> _Exercise details_
Convert every line of the listing below into a JSON list of strings, one string per line, skipping blank lines. Leave the pictures out of your answer.
• • • •
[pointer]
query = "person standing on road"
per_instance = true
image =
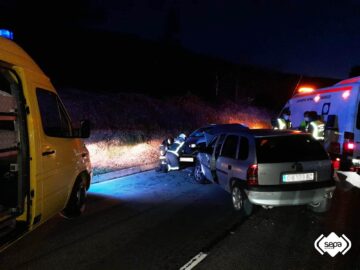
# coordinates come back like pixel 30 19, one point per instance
pixel 304 126
pixel 174 151
pixel 283 122
pixel 162 158
pixel 314 125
• • • •
> _Finished task_
[
  "[pointer]",
  "query = \"person standing on road\"",
  "per_instance = true",
  "image =",
  "# coordinates come back like pixel 30 19, one point per instance",
  "pixel 304 126",
  "pixel 174 151",
  "pixel 283 122",
  "pixel 162 158",
  "pixel 314 125"
]